Work instructions: Report each line of the listing below that contains the string "leaf". Matching is case-sensitive.
** Begin Material shown **
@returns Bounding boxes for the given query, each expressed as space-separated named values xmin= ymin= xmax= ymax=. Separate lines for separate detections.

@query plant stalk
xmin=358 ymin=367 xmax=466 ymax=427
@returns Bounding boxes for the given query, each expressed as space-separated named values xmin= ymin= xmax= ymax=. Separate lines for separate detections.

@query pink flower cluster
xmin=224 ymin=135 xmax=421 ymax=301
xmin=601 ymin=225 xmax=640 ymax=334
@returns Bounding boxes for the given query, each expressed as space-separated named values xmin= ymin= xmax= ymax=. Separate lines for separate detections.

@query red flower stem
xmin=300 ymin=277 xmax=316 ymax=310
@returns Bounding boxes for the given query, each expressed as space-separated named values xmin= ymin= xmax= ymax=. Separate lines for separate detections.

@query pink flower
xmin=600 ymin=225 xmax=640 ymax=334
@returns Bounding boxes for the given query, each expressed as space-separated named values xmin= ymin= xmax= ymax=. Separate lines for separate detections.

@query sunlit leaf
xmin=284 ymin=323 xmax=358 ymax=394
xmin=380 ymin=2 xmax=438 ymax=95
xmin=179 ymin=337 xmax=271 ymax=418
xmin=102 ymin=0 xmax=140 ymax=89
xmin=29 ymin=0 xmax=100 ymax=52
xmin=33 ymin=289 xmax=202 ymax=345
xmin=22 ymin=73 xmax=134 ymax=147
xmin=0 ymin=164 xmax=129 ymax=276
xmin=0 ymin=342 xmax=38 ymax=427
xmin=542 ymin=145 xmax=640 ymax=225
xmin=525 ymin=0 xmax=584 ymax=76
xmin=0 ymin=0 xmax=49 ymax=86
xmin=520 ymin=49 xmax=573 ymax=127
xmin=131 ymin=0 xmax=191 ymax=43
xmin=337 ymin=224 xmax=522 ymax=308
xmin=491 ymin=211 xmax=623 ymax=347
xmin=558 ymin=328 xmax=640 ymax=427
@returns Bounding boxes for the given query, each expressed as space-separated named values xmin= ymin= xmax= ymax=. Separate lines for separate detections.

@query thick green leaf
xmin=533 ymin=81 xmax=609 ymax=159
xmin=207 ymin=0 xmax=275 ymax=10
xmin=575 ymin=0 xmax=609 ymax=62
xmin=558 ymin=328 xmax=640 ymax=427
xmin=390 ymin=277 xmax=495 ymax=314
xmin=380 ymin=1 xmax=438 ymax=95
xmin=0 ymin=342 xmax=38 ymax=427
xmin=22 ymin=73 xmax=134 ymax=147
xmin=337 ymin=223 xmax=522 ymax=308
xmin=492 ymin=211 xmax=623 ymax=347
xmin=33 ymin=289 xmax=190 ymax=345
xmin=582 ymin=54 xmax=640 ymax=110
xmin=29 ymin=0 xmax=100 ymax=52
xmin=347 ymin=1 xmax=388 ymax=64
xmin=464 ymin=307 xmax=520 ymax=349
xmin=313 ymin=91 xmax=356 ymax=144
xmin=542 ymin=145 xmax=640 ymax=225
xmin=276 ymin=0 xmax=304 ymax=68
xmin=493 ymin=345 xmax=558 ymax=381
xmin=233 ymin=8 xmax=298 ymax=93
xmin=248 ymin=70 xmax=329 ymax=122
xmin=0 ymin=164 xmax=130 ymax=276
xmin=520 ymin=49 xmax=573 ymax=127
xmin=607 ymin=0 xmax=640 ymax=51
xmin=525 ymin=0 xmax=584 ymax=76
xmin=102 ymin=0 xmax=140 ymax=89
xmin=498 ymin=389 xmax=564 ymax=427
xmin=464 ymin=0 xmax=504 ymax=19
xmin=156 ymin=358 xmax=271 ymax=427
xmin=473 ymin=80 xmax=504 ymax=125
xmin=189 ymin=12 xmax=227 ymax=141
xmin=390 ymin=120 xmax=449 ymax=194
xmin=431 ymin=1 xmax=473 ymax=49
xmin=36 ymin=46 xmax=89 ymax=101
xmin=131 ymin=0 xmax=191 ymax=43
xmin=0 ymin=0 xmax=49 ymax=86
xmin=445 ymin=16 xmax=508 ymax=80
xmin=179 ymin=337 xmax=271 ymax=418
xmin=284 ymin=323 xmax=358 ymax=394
** End Material shown **
Task result:
@query sunlit leaf
@query thick green leaf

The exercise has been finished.